§ Work task:
Each line of the records below that holds "miniature" should be returned.

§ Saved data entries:
============================================================

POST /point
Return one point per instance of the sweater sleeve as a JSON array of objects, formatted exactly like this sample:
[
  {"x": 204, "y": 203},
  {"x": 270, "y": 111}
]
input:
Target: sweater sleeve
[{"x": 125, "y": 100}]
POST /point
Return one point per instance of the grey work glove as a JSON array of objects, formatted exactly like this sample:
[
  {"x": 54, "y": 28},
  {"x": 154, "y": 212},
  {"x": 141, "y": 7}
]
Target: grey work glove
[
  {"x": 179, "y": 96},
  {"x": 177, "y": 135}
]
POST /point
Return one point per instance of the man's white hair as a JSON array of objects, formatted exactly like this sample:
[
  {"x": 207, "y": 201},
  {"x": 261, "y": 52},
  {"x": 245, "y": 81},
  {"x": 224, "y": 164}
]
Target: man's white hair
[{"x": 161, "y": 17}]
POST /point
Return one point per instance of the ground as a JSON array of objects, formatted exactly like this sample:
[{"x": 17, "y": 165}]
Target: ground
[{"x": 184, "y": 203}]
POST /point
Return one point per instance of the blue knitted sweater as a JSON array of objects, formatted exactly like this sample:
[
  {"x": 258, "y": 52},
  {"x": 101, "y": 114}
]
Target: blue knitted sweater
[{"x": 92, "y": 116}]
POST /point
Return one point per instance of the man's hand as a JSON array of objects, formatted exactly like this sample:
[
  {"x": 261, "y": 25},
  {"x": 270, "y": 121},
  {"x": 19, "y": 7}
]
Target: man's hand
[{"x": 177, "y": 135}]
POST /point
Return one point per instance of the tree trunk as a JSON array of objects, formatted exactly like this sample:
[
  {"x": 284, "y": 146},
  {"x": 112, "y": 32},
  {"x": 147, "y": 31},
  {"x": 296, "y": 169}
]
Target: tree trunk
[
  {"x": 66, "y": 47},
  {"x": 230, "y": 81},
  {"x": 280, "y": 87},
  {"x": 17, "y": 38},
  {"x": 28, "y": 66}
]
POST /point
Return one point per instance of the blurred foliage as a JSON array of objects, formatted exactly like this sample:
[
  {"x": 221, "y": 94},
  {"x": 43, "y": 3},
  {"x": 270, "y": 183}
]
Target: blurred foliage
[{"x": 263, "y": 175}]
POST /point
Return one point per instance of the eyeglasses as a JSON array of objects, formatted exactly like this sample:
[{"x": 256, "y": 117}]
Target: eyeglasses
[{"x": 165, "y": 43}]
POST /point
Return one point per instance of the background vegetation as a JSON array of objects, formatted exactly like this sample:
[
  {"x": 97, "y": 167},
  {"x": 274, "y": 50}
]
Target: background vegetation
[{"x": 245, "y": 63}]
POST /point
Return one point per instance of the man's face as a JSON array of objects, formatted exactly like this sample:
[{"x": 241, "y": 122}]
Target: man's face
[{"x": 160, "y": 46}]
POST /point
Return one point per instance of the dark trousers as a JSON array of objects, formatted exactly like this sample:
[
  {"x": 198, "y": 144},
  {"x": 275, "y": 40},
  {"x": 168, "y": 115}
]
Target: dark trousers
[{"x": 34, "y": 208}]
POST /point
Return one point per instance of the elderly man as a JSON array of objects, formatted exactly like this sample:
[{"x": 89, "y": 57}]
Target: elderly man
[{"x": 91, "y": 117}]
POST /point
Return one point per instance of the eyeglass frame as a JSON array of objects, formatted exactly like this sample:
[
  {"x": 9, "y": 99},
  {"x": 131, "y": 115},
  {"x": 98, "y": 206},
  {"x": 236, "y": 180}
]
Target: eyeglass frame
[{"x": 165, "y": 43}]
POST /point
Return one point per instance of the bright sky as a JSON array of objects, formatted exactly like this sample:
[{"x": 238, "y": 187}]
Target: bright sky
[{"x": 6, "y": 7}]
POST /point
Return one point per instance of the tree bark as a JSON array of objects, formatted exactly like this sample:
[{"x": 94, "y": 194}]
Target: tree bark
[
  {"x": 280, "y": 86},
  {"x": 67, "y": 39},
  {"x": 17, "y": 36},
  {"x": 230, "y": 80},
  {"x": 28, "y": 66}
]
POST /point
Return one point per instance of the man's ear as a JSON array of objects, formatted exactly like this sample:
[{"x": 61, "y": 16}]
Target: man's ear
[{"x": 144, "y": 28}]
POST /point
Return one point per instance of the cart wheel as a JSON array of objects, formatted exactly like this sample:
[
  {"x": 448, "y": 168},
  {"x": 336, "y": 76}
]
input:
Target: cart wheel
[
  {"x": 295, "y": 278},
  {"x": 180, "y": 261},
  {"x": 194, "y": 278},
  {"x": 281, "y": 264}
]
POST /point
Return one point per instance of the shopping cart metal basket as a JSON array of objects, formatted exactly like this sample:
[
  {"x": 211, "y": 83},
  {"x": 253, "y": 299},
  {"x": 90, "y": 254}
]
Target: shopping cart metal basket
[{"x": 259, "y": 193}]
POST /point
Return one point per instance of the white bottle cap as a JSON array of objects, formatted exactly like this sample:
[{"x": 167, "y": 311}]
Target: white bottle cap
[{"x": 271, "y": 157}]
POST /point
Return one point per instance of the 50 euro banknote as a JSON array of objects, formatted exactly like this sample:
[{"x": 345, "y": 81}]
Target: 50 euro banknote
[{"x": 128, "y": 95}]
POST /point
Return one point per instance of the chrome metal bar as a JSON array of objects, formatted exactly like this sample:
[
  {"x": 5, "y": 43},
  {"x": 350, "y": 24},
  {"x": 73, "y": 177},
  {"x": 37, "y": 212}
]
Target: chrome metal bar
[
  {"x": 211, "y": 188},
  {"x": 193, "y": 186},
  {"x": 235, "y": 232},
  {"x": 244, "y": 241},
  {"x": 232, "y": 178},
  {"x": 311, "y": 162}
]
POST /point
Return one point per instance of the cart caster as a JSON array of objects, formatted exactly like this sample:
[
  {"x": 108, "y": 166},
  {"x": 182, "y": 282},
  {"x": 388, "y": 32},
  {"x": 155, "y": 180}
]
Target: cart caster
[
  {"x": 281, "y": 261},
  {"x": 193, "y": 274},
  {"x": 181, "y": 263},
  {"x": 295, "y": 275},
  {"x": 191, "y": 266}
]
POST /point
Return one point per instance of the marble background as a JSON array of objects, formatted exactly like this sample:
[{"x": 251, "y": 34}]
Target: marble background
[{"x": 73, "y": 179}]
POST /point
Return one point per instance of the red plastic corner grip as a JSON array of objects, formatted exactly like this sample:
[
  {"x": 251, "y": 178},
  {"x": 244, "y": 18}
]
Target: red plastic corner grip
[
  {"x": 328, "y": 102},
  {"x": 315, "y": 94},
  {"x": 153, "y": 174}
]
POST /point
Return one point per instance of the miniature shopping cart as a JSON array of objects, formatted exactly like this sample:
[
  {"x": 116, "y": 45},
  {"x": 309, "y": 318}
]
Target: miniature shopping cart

============================================================

§ Output below:
Return one point per instance of the miniature shopping cart as a JSON array of objects, formatted exactly like this sample:
Target: miniature shopping cart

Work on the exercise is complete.